## Texte fourni

++++

La Région Bourgogne Franche-Comté a instauré à l’horaire 2018 une nouvelle desserte entre Dijon, Dole et Besançon : les trois principales agglomérations génèrent actuellement environ 7000 voyageurs par jour à bord des TER. La nouvelle offre comprend 26 allers-retours contre 23 précédemment, avec un train par heure de 5h à 22h, renforcé à la demi-heure en pointe, avec un gain de temps pouvant atteindre 8 minutes pour les 10 relations omnibus. Jusque là, tout va bien.
Des trains en plus mais un choix sur la politique de desserte
En revanche, 2 gares ne sont plus desservies : Neuilly-lès-Dijon et Villers-les-Pots. En outre, les TER Dijon - Besançon ne desservent plus Franois, arrêt maintenu uniquement sur les TER Besançon - Mouchard - Lons le Saunier. Pour les deux premières, la Région justifie ces suppressions par leur très faible fréquentation et par une évolution de la stratégie : certes, les quelques voyageurs de ces gares sont - à n’en pas doutés - perdus pour le TER, mais pour l’ensemble de l’axe, le renforcement de l’offre et l’amélioration - certes modeste - des temps de parcours devrait attirer plus de monde vers le train.

++++

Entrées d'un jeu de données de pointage
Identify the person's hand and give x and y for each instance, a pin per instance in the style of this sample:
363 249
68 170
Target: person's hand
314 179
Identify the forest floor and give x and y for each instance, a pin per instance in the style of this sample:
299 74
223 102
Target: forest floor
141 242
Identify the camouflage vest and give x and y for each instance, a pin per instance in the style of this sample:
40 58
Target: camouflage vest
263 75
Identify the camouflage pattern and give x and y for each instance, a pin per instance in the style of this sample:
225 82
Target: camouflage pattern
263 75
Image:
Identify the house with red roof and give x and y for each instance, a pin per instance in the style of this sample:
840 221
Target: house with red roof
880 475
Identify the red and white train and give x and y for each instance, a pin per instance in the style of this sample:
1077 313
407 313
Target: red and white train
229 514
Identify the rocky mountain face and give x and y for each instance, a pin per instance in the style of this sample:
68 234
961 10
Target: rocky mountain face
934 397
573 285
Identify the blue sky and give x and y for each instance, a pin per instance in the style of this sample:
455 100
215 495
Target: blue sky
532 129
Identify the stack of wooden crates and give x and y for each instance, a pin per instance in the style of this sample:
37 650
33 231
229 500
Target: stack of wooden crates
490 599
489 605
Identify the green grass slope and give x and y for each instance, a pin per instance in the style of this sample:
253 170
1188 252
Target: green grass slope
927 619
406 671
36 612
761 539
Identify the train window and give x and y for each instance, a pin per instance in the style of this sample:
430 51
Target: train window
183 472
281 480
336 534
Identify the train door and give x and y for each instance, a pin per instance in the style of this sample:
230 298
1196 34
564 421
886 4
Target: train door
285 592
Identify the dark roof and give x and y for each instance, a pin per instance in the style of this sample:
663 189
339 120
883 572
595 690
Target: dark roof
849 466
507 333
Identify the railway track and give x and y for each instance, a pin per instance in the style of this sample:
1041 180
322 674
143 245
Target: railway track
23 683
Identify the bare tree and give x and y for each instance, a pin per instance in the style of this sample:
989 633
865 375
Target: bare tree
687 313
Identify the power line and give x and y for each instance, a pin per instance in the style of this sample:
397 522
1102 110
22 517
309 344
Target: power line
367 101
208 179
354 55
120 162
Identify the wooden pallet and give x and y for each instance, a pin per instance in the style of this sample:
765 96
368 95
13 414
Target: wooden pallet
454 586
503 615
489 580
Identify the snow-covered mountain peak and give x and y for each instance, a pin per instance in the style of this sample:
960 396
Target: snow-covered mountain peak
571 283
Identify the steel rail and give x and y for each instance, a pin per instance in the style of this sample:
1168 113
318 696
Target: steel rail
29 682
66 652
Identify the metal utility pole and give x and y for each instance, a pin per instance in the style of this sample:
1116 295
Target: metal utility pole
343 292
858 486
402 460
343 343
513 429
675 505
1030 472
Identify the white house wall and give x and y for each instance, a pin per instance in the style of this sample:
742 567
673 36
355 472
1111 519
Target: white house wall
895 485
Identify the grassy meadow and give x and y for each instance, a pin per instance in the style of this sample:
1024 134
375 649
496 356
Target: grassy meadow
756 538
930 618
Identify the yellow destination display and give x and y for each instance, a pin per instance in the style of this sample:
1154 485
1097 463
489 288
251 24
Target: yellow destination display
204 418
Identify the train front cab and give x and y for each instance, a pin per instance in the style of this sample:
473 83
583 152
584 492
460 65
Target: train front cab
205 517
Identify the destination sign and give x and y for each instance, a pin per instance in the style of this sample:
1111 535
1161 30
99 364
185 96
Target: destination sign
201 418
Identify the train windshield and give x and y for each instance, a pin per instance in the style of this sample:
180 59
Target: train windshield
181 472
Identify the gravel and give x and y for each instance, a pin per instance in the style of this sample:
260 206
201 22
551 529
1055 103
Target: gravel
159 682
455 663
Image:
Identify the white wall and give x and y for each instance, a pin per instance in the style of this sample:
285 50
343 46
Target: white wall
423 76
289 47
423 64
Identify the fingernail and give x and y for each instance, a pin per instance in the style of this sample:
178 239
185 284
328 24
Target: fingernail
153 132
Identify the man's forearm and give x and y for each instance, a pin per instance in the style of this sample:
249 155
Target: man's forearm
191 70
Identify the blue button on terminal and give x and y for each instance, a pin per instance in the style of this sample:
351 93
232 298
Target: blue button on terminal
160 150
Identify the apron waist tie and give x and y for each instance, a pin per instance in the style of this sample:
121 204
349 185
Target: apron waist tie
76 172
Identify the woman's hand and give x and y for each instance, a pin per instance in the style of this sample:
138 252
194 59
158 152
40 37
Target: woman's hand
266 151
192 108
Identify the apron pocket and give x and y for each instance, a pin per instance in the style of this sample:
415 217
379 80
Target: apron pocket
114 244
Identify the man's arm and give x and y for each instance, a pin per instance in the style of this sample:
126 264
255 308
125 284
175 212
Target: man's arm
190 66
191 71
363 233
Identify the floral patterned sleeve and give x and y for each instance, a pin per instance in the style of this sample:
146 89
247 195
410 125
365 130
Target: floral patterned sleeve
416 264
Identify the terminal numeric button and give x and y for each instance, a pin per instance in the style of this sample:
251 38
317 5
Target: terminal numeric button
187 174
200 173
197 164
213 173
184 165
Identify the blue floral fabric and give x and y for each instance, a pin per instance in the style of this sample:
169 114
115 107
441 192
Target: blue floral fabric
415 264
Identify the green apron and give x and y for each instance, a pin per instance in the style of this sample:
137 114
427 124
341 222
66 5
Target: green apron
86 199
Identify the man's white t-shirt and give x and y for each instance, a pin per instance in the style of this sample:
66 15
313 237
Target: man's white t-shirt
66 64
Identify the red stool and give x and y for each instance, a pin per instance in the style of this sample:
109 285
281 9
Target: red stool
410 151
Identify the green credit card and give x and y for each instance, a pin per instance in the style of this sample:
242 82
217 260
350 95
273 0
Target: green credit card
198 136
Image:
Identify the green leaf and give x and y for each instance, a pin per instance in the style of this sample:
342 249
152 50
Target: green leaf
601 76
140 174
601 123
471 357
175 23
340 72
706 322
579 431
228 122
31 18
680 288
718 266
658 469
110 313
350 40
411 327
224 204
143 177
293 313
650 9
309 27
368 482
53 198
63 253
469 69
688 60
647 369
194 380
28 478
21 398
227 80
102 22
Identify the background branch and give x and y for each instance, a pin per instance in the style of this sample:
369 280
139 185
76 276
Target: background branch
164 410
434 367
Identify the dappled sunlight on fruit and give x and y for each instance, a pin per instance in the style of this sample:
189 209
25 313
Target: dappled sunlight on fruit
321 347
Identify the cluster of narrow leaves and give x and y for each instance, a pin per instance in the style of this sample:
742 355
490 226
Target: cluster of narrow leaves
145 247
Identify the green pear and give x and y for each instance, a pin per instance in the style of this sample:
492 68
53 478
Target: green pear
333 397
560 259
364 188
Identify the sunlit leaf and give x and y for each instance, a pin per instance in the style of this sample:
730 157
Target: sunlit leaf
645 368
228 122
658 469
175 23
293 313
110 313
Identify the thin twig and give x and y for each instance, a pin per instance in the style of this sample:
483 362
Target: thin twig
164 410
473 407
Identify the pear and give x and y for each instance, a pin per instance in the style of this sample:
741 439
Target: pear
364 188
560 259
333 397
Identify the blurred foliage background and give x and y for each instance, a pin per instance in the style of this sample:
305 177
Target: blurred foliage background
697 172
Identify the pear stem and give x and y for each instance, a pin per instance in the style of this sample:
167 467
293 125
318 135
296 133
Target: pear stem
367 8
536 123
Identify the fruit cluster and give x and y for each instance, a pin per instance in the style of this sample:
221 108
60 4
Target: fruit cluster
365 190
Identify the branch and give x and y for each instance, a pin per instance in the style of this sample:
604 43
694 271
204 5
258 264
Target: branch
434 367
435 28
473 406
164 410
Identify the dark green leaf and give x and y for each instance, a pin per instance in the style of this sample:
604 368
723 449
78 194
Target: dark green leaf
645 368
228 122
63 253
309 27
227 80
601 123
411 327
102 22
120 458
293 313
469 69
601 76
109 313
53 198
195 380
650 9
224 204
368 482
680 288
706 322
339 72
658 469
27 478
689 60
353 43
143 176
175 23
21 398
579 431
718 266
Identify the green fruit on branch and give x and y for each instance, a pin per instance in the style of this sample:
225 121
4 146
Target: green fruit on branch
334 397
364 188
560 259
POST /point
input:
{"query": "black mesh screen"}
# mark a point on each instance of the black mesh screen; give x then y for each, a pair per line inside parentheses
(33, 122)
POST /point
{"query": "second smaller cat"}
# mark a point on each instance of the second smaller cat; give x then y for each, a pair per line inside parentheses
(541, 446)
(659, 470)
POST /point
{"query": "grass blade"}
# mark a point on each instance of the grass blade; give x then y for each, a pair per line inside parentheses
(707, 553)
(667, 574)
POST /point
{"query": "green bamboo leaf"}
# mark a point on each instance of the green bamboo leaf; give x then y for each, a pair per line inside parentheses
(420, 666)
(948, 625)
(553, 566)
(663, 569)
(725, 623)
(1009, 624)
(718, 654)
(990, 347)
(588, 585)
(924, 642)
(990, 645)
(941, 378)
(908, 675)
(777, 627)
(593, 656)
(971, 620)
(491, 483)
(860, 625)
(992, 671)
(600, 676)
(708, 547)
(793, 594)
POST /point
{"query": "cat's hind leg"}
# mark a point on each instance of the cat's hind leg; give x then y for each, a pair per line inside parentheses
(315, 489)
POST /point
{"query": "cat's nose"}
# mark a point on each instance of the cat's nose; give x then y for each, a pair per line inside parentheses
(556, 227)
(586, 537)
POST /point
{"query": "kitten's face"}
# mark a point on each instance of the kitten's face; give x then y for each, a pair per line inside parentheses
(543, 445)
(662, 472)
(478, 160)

++++

## Énoncé du problème
Indiquez, d'après le texte sur la desserte TER entre Dijon, Dole et Besançon, les deux gares que la nouvelle offre ne dessert plus du tout.

## Résultat obtenu
Neuilly-lès-Dijon et Villers-les-Pots ne sont plus desservies.